— START —

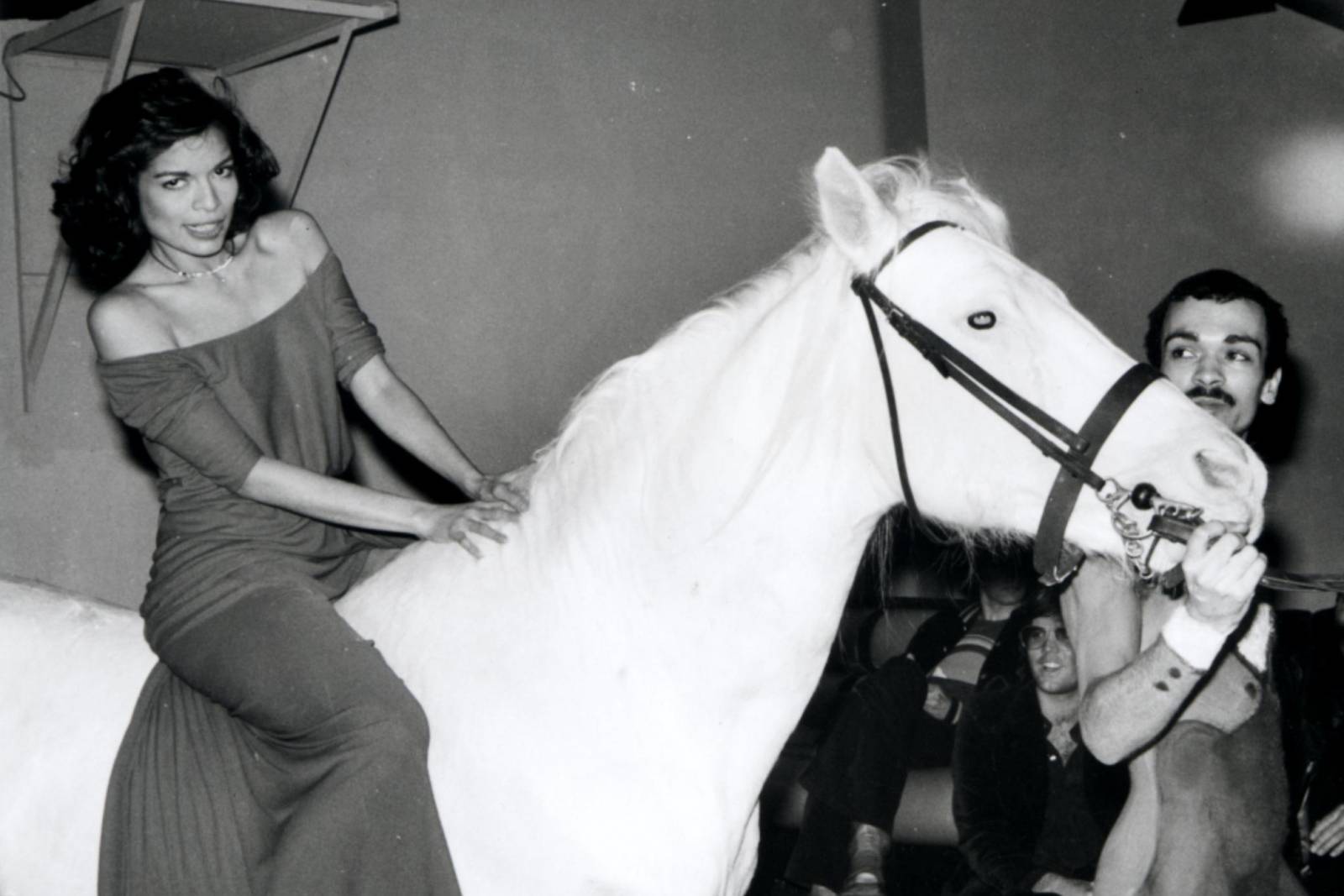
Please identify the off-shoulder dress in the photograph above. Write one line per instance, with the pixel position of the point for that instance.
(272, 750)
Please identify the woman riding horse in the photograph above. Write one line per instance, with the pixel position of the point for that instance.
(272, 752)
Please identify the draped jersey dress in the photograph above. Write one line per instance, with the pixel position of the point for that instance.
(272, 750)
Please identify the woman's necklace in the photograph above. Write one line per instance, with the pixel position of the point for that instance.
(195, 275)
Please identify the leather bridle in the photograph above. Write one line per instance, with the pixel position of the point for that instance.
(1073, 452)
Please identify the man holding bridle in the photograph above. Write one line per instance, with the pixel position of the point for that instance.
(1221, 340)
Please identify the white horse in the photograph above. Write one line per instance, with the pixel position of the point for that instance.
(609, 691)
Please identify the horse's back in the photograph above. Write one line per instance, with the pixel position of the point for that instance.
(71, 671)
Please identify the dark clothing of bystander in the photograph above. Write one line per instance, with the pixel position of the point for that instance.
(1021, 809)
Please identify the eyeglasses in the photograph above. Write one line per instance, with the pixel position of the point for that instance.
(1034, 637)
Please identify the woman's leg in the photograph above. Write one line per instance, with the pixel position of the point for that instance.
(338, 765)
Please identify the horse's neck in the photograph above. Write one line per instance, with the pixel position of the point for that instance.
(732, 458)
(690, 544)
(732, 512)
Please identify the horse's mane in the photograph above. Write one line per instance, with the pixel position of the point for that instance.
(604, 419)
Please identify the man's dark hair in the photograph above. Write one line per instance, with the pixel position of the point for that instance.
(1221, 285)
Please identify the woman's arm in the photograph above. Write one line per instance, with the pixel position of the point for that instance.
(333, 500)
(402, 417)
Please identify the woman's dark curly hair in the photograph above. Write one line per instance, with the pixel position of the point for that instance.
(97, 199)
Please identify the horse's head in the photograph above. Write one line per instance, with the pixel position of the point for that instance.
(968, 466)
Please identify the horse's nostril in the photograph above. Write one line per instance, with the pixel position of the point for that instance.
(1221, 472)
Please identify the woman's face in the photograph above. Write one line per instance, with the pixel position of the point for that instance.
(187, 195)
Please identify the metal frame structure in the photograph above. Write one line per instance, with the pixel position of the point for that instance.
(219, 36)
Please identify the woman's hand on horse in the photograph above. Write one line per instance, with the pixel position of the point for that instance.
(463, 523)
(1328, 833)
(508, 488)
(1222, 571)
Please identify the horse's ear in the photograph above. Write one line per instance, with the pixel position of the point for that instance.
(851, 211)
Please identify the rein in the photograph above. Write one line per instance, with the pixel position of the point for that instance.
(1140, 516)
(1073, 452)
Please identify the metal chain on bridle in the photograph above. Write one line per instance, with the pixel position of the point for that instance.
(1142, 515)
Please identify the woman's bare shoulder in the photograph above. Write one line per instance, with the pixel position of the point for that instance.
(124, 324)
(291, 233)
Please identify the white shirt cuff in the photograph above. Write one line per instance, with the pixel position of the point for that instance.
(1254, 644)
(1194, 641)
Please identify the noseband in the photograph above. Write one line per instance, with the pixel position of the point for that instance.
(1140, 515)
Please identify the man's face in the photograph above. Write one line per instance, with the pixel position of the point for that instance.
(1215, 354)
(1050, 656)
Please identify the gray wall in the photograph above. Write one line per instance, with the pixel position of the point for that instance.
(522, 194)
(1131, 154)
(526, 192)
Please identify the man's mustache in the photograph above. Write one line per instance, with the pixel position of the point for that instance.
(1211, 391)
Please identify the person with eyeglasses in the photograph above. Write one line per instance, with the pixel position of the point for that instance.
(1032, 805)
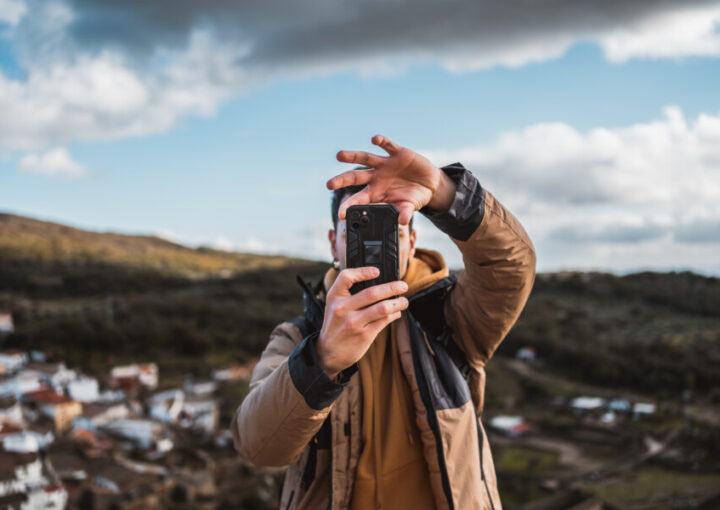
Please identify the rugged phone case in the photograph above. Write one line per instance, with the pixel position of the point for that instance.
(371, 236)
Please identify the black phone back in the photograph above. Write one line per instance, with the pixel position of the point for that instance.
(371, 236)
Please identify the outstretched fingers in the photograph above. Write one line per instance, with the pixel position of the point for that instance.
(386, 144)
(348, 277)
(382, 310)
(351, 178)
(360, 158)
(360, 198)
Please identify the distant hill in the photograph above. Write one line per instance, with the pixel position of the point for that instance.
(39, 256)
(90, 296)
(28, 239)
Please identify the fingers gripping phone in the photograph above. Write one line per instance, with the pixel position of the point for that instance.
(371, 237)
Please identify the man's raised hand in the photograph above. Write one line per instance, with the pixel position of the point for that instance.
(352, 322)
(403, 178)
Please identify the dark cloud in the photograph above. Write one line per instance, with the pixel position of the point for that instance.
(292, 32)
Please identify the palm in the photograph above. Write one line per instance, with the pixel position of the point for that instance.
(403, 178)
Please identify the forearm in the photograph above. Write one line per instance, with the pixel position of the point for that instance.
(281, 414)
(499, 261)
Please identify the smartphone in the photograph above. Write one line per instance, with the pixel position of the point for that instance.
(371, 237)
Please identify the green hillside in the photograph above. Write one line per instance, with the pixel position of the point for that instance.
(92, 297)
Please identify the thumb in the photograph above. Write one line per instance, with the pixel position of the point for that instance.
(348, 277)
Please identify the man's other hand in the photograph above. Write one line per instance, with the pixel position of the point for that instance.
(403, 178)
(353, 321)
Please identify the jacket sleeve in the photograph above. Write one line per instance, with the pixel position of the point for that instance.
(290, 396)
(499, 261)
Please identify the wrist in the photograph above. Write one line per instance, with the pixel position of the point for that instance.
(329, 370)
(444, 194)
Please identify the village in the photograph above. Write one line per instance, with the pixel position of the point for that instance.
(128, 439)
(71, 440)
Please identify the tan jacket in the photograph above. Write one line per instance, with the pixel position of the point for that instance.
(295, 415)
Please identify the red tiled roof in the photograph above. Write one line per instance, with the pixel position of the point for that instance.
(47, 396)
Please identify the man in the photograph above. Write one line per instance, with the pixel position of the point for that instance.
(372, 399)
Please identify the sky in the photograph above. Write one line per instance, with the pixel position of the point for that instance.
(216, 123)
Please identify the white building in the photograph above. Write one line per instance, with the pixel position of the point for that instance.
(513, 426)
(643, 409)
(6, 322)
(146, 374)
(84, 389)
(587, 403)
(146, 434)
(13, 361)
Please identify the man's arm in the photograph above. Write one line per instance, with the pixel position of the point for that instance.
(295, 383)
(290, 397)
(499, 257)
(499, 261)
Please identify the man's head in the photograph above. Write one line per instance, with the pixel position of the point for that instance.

— END —

● Problem requirements: Copy out the records verbatim, from the line that contains "Please identify the horse's nostril" through the line that contains "(1221, 472)", including both of those lines.

● Answer for the task:
Please identify the horse's nostril in the photograph above. Write one line per instance, with the pixel position of the point for that instance.
(1221, 472)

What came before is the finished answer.